25 March 2010
|A refugee in Nairobi holds up his registration certificate. Refugees in the Kenyan capital are regularly subject to harassment and extortion. (Peter Balleis SJ/JRS)|
|“Harsh living and climatic conditions in the camps, security threats, the lack of higher education and the absence of specialised medical facilities push many refugees out of the camps and into urban areas.”|
“Harsh living and climatic conditions in the camps, security threats, the lack of higher education and the absence of specialised medical facilities push many refugees out of the camps and into urban areas,” said lead author Sara Pavanello during the launch of Hidden and Exposed: Urban Refugees in Nairobi on March 25 in Nairobi.
Official UN figures suggest that there are around 46,000 refugees in Nairobi, whereas unofficial estimates put the number at 100,000. The majority are Somalis, followed by Ethiopians and Congolese refugees. Other population groups include Rwandans, Sudanese, Ugandans, Burundians and Eritreans.
=====
PROBLEMS TO WORK ON:
[1] Decide whether each statement agrees with the text on urban refugees in Nairobi. Answer yes or no, quoting the words of the text that decide it.
(a) Official UN figures put the number of refugees in Nairobi at about 100,000.
(b) Sara Pavanello is the lead author of Hidden and Exposed: Urban Refugees in Nairobi.
(c) Ethiopians make up the majority of refugees in Nairobi.
[2] Answer these questions from the text on urban refugees in Nairobi.
(a) What is the refugee in the photograph holding up?
(b) On what date was Hidden and Exposed: Urban Refugees in Nairobi launched?
(c) What number do unofficial estimates give for refugees in Nairobi?
[3] Reproduce the passage of the text on urban refugees in Nairobi, starting at "25 March 2010" and ending at "25 in Nairobi.".

Data entries:
=====
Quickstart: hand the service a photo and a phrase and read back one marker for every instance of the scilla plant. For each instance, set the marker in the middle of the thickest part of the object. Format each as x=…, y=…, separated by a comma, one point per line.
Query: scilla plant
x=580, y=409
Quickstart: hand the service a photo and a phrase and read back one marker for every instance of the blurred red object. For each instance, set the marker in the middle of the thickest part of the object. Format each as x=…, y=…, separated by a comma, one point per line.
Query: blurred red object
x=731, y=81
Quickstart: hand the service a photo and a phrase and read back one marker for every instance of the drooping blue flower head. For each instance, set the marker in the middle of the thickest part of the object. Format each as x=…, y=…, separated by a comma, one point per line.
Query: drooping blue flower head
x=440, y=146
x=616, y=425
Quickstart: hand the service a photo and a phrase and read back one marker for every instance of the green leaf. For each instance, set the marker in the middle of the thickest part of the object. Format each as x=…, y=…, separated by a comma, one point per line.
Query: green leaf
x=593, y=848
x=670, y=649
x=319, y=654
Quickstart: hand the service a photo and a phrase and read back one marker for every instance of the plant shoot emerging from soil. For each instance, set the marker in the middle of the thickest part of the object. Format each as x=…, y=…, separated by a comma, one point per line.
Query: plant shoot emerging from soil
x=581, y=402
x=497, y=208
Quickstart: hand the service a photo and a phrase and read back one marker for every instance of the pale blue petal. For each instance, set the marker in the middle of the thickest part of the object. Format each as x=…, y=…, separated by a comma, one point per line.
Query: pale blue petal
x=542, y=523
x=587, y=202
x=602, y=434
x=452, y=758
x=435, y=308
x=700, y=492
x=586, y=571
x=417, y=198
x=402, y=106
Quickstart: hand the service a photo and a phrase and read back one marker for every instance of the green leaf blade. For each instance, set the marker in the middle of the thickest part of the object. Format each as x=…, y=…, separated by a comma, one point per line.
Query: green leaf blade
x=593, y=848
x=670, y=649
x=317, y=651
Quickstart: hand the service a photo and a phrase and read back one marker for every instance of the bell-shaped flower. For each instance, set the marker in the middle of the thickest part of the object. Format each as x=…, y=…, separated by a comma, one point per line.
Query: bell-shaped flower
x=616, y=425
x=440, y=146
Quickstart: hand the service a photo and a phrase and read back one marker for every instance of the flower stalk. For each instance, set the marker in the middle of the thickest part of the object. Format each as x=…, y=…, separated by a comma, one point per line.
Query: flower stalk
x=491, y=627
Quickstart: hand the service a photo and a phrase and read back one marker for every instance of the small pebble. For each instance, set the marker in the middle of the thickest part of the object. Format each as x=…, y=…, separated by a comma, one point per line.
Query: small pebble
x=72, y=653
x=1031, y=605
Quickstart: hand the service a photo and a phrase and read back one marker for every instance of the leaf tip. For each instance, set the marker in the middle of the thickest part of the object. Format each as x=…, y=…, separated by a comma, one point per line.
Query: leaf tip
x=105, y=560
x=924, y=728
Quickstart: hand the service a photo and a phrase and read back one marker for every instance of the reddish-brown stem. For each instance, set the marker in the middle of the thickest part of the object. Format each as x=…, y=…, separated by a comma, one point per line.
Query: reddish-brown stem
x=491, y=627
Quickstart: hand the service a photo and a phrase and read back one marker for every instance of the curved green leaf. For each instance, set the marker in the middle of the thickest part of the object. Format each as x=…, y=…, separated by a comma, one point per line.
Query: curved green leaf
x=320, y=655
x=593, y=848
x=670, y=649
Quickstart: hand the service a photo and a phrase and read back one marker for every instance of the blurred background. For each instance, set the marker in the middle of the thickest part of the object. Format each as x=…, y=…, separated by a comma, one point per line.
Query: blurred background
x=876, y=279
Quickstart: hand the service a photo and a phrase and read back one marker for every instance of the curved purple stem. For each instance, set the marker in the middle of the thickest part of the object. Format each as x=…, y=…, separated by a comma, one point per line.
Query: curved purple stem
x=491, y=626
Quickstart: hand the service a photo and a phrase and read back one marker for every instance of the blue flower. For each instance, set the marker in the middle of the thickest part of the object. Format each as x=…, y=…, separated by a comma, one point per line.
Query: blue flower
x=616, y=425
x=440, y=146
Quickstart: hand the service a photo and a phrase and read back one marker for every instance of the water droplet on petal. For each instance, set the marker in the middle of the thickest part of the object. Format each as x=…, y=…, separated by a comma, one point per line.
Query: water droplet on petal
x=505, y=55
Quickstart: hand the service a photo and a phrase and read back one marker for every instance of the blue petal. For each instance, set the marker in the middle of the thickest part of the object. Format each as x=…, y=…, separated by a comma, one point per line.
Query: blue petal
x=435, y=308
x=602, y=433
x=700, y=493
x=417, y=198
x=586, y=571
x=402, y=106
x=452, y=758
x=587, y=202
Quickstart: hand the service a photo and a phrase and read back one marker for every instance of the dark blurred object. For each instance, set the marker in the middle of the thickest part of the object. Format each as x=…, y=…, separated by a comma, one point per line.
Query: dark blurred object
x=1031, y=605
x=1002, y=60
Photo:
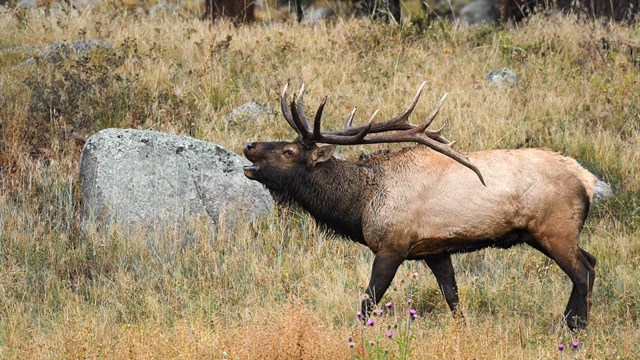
=====
SOLUTIONS TO THE TASKS:
[1]
(a) No: "Official UN figures suggest that there are around 46,000 refugees in Nairobi"
(b) Yes: "said lead author Sara Pavanello"
(c) No: "The majority are Somalis"

[2]
(a) His registration certificate.
(b) March 25.
(c) 100,000.

[3]
25 March 2010
|A refugee in Nairobi holds up his registration certificate. Refugees in the Kenyan capital are regularly subject to harassment and extortion. (Peter Balleis SJ/JRS)|
|“Harsh living and climatic conditions in the camps, security threats, the lack of higher education and the absence of specialised medical facilities push many refugees out of the camps and into urban areas.”|
“Harsh living and climatic conditions in the camps, security threats, the lack of higher education and the absence of specialised medical facilities push many refugees out of the camps and into urban areas,” said lead author Sara Pavanello during the launch of Hidden and Exposed: Urban Refugees in Nairobi on March 25 in Nairobi.